DATASET ROWS:
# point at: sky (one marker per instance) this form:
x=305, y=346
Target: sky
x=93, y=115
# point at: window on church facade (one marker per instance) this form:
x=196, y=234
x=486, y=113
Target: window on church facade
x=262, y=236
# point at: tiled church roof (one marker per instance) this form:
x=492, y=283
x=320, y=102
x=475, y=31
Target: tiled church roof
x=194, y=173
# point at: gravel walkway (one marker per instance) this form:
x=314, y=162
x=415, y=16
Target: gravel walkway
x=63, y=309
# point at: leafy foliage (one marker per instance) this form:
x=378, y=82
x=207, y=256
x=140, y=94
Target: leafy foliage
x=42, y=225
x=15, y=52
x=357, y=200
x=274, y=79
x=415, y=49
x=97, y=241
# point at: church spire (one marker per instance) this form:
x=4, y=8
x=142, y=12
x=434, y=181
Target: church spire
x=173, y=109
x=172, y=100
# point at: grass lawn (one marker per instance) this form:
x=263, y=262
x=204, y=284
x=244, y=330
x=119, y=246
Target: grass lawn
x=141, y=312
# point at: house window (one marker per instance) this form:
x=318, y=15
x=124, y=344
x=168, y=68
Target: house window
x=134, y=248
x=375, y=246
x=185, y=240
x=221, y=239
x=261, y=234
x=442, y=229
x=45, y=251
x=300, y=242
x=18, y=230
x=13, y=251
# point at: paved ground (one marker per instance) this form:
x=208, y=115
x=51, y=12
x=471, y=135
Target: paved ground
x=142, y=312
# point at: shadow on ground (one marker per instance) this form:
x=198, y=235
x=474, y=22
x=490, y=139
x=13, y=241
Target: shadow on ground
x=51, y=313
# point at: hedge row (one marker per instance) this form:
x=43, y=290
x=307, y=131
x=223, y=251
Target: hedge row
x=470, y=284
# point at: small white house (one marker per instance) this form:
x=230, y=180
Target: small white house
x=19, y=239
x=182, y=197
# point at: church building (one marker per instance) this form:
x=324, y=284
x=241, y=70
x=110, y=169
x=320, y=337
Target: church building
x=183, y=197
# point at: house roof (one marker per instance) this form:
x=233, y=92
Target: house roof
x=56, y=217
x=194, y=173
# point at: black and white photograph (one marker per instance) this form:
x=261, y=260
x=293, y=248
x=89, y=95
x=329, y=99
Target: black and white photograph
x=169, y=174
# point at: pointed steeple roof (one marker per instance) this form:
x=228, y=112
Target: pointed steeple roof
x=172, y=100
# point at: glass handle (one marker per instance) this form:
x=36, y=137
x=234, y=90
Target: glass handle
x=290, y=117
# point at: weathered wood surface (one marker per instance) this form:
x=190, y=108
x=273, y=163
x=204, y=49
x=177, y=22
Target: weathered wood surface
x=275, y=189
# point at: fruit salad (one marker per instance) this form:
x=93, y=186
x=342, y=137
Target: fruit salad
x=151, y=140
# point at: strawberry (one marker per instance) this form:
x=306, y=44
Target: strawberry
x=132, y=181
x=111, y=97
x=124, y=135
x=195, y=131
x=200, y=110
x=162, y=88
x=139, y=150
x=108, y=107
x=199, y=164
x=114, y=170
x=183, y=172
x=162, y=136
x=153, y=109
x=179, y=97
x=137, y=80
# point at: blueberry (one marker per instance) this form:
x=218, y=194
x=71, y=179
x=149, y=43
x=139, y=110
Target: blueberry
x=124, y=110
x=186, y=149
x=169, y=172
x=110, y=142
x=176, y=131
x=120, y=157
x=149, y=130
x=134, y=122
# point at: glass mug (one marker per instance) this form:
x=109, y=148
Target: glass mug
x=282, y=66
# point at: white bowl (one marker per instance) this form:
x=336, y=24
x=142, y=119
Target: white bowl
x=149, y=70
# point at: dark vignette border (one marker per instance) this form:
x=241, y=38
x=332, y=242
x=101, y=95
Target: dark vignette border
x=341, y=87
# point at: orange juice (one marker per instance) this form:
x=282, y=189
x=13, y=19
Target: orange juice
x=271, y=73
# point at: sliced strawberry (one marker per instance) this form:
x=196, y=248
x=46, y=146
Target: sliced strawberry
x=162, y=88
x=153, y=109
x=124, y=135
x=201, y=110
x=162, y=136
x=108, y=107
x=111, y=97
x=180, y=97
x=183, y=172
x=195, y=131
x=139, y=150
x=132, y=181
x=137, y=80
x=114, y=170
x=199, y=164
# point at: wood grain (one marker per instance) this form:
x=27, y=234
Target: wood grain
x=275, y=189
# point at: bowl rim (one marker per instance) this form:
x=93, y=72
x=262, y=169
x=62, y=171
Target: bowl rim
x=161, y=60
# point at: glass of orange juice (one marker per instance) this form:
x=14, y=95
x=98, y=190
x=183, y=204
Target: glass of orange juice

WHAT IS BEING ASKED: Reproduce all of the records above line for line, with no changes.

FINAL RESULT:
# point at: sky (one marker per instance) this form:
x=305, y=346
Target: sky
x=93, y=115
# point at: window on church facade (one marker per instance) this form:
x=196, y=234
x=486, y=113
Target: window on church facade
x=262, y=236
# point at: tiled church roof (one marker per instance) this form:
x=492, y=283
x=320, y=102
x=475, y=31
Target: tiled church roof
x=194, y=173
# point at: gravel walkway (one marker per instance) this form:
x=314, y=162
x=415, y=16
Target: gravel walkway
x=63, y=309
# point at: leafy foliage (one marker per instance) this form:
x=378, y=82
x=207, y=256
x=140, y=94
Target: leafy foliage
x=42, y=225
x=15, y=52
x=357, y=200
x=274, y=79
x=415, y=49
x=97, y=241
# point at: church spire (one marker per instance) this form:
x=4, y=8
x=142, y=12
x=434, y=181
Target: church spire
x=173, y=109
x=172, y=100
# point at: grass lawn (one marker per instance) this form:
x=263, y=262
x=204, y=284
x=244, y=330
x=119, y=246
Target: grass lawn
x=141, y=312
# point at: house window (one marker per instance) this form:
x=318, y=15
x=124, y=344
x=168, y=68
Target: house window
x=134, y=248
x=375, y=246
x=185, y=240
x=221, y=239
x=261, y=234
x=442, y=229
x=45, y=251
x=300, y=242
x=18, y=230
x=13, y=251
# point at: paved ground (one marker per instance) this form:
x=208, y=115
x=51, y=12
x=471, y=135
Target: paved ground
x=142, y=312
# point at: shadow on ground (one marker per instance) this form:
x=198, y=235
x=474, y=22
x=490, y=139
x=13, y=241
Target: shadow on ground
x=51, y=313
# point at: hedge row (one marker per instance) this form:
x=43, y=290
x=307, y=131
x=223, y=251
Target: hedge row
x=470, y=284
# point at: small white house (one marker per instance) this form:
x=230, y=180
Target: small white house
x=19, y=239
x=182, y=197
# point at: church building (one marker per instance) this form:
x=324, y=284
x=241, y=70
x=110, y=169
x=320, y=337
Target: church building
x=183, y=197
# point at: house roof (one marker per instance) this form:
x=233, y=92
Target: house roof
x=56, y=217
x=194, y=173
# point at: black and white photograph (one marker per instance) this form:
x=261, y=260
x=293, y=248
x=89, y=95
x=329, y=99
Target: black and white photograph
x=169, y=174
# point at: pointed steeple roof (one marker per instance) this form:
x=228, y=112
Target: pointed steeple roof
x=172, y=100
# point at: glass handle (one marker per instance) this form:
x=36, y=137
x=234, y=90
Target: glass handle
x=290, y=117
# point at: weathered wood surface (one marker per instance) this form:
x=190, y=108
x=273, y=163
x=204, y=49
x=177, y=22
Target: weathered wood surface
x=275, y=189
# point at: fruit salad (one marker per instance) this form:
x=93, y=186
x=342, y=137
Target: fruit salad
x=151, y=140
# point at: strawberry (one marker per instance) this form:
x=306, y=44
Target: strawberry
x=132, y=181
x=111, y=97
x=124, y=135
x=195, y=131
x=200, y=110
x=162, y=88
x=139, y=150
x=108, y=107
x=199, y=164
x=114, y=170
x=183, y=172
x=162, y=136
x=153, y=109
x=179, y=97
x=137, y=80
# point at: blueberry (one marker per instance) this form:
x=218, y=194
x=71, y=179
x=149, y=43
x=139, y=110
Target: blueberry
x=124, y=110
x=186, y=149
x=169, y=172
x=110, y=142
x=176, y=131
x=120, y=157
x=149, y=130
x=134, y=122
# point at: glass mug (one marker per instance) this form:
x=109, y=148
Target: glass mug
x=282, y=66
# point at: white bowl (one marker per instance) this form:
x=336, y=24
x=142, y=119
Target: white bowl
x=149, y=70
# point at: dark vignette border (one marker per instance) this form:
x=241, y=38
x=332, y=242
x=101, y=95
Target: dark vignette border
x=341, y=87
# point at: orange juice (one marker per instance) this form:
x=282, y=189
x=13, y=19
Target: orange juice
x=271, y=73
# point at: sliced strawberry (one marker per instance) this form:
x=196, y=248
x=46, y=146
Target: sliced strawberry
x=162, y=88
x=153, y=109
x=124, y=135
x=201, y=110
x=162, y=136
x=108, y=107
x=111, y=97
x=180, y=97
x=183, y=172
x=195, y=131
x=139, y=150
x=132, y=181
x=137, y=80
x=114, y=170
x=199, y=164
# point at: wood grain (one marker per instance) this form:
x=27, y=234
Target: wood grain
x=275, y=189
# point at: bowl rim (one marker per instance) this form:
x=93, y=72
x=262, y=169
x=62, y=171
Target: bowl rim
x=161, y=60
# point at: glass of orange juice (one marker per instance) this form:
x=14, y=95
x=98, y=190
x=183, y=204
Target: glass of orange juice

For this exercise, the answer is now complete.